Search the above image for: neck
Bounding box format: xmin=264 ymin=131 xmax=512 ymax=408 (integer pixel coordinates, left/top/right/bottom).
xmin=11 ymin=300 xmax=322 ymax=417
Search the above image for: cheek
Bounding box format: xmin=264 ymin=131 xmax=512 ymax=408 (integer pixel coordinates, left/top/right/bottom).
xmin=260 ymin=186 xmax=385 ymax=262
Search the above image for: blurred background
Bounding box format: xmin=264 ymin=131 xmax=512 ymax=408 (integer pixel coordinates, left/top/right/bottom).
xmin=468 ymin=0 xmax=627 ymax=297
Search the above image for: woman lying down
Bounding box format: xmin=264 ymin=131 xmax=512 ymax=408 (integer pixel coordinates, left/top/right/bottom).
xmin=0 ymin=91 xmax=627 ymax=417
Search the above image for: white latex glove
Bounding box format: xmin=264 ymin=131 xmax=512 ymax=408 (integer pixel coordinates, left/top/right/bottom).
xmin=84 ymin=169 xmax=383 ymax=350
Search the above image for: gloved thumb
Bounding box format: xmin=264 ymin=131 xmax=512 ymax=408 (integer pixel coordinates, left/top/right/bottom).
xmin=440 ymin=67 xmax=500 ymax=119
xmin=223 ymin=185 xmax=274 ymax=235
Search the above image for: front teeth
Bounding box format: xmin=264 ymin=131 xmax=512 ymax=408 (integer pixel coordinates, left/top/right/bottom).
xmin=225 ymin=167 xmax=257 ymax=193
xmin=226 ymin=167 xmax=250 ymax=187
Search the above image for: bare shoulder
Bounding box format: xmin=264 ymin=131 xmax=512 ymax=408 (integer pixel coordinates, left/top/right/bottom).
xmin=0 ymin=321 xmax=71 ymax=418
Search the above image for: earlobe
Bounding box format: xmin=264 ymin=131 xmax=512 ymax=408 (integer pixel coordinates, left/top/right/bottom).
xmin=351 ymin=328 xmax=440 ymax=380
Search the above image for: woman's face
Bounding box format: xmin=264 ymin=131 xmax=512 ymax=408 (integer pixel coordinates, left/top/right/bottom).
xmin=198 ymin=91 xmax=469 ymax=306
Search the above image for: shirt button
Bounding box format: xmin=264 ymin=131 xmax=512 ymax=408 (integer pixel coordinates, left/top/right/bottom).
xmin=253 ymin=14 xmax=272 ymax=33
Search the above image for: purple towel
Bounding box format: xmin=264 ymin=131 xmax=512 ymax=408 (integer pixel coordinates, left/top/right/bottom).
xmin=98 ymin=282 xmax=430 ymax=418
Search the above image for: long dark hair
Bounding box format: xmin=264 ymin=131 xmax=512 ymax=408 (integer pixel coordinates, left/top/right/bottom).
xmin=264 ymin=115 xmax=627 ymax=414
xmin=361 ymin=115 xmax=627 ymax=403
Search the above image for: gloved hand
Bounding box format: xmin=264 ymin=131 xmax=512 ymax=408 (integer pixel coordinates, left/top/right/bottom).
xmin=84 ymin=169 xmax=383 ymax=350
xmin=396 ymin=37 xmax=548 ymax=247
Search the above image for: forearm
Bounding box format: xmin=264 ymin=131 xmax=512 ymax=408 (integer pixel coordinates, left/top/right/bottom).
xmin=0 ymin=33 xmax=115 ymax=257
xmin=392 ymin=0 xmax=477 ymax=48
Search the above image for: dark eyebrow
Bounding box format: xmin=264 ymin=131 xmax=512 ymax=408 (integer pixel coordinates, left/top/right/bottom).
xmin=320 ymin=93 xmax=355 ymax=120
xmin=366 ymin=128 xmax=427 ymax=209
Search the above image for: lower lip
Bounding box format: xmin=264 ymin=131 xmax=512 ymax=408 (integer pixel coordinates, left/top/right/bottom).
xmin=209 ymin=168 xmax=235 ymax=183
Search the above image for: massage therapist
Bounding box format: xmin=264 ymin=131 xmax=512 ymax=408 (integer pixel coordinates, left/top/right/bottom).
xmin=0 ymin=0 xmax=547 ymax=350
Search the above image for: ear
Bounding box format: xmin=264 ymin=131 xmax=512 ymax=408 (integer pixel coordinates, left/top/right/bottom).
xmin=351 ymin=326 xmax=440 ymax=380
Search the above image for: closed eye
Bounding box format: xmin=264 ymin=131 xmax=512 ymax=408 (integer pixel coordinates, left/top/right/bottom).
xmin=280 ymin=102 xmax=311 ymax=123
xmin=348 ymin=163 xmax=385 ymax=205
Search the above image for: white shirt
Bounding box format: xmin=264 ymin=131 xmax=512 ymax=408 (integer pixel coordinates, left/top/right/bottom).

──────

Exercise description
Transcribe the entire listing above, reproducing each line with no alterations.

Solution
Search the above image for: neck
Bounding box format: xmin=264 ymin=131 xmax=512 ymax=408 (integer pixel coordinates, left/top/right/bottom).
xmin=11 ymin=300 xmax=322 ymax=417
Search the above image for: cheek
Bounding box format: xmin=264 ymin=131 xmax=512 ymax=408 (integer pixel coordinates, left/top/right/bottom).
xmin=260 ymin=186 xmax=385 ymax=262
Search the above image for: blurred background
Bounding box format: xmin=264 ymin=131 xmax=512 ymax=408 (integer pixel coordinates, left/top/right/bottom).
xmin=468 ymin=0 xmax=627 ymax=297
Search the above image for: woman lying down
Bounding box format: xmin=264 ymin=131 xmax=512 ymax=408 (integer pixel coordinates, left/top/right/bottom).
xmin=0 ymin=91 xmax=627 ymax=417
Search the above image for: white latex glove
Bounding box format: xmin=264 ymin=131 xmax=512 ymax=408 (integer pixel coordinates, left/top/right/bottom).
xmin=84 ymin=169 xmax=383 ymax=350
Search the above image for: gloved thumb
Bounding box format: xmin=264 ymin=131 xmax=512 ymax=408 (integer pixel coordinates, left/top/right/bottom).
xmin=440 ymin=67 xmax=500 ymax=119
xmin=223 ymin=185 xmax=274 ymax=235
Search the above image for: front teeth
Bounding box format: xmin=264 ymin=131 xmax=512 ymax=408 (integer pixel coordinates, left/top/right/bottom).
xmin=225 ymin=167 xmax=257 ymax=193
xmin=226 ymin=167 xmax=250 ymax=187
Search the above image for: bare shoulder
Bounding box format: xmin=264 ymin=131 xmax=512 ymax=408 (integer pixel coordinates, left/top/right/bottom).
xmin=0 ymin=321 xmax=71 ymax=418
Search the above image for: earlobe
Bounding box format: xmin=264 ymin=131 xmax=512 ymax=408 (integer pixel coordinates, left/top/right/bottom).
xmin=351 ymin=328 xmax=440 ymax=380
Search the above image for: woman's face
Bounding box format: xmin=264 ymin=131 xmax=512 ymax=408 (integer pixel coordinates, left/top/right/bottom).
xmin=198 ymin=91 xmax=469 ymax=306
Search the above image for: shirt button
Bounding box format: xmin=264 ymin=131 xmax=512 ymax=408 (integer pixel coordinates, left/top/right/bottom).
xmin=253 ymin=14 xmax=272 ymax=33
Search the above image for: purple towel
Bounding box format: xmin=264 ymin=131 xmax=512 ymax=408 (integer pixel coordinates, left/top/right/bottom).
xmin=98 ymin=282 xmax=430 ymax=418
Search the above image for: long dark hair
Bounding box format: xmin=264 ymin=131 xmax=512 ymax=408 (integer pixel coordinates, left/top/right/bottom).
xmin=264 ymin=115 xmax=627 ymax=414
xmin=361 ymin=115 xmax=627 ymax=403
Search the above image for: gloved hand
Bounding box format: xmin=264 ymin=131 xmax=512 ymax=408 (integer pixel coordinates, left/top/right/bottom).
xmin=84 ymin=169 xmax=383 ymax=350
xmin=396 ymin=37 xmax=548 ymax=247
Search the above image for: forearm
Bounding box format: xmin=264 ymin=131 xmax=512 ymax=408 (integer pixel coordinates, left/top/right/bottom).
xmin=0 ymin=33 xmax=115 ymax=257
xmin=392 ymin=0 xmax=477 ymax=48
Search the above image for: dark eyebrow
Bounding box format: xmin=264 ymin=131 xmax=512 ymax=408 (integer pixel coordinates, left/top/right/bottom).
xmin=320 ymin=93 xmax=355 ymax=120
xmin=366 ymin=128 xmax=427 ymax=209
Search the above image for: lower lip
Bounding box format: xmin=264 ymin=131 xmax=512 ymax=408 (integer pixel coordinates, left/top/right/bottom).
xmin=209 ymin=168 xmax=235 ymax=183
Search the above image for: massage therapist
Bounding box format: xmin=264 ymin=131 xmax=512 ymax=408 (integer pixel coordinates, left/top/right/bottom).
xmin=0 ymin=0 xmax=547 ymax=350
Search the above image for: ear
Bounding box format: xmin=264 ymin=131 xmax=512 ymax=408 (integer pixel coordinates, left/top/right/bottom).
xmin=351 ymin=326 xmax=440 ymax=380
Search the above image for: closed eye
Bounding box format: xmin=264 ymin=131 xmax=512 ymax=408 (integer pixel coordinates, left/top/right/bottom).
xmin=280 ymin=102 xmax=311 ymax=123
xmin=348 ymin=163 xmax=385 ymax=205
Search the above image for: white shirt
Bounding box format: xmin=264 ymin=131 xmax=512 ymax=408 (integer pixel coordinates, left/top/right/bottom).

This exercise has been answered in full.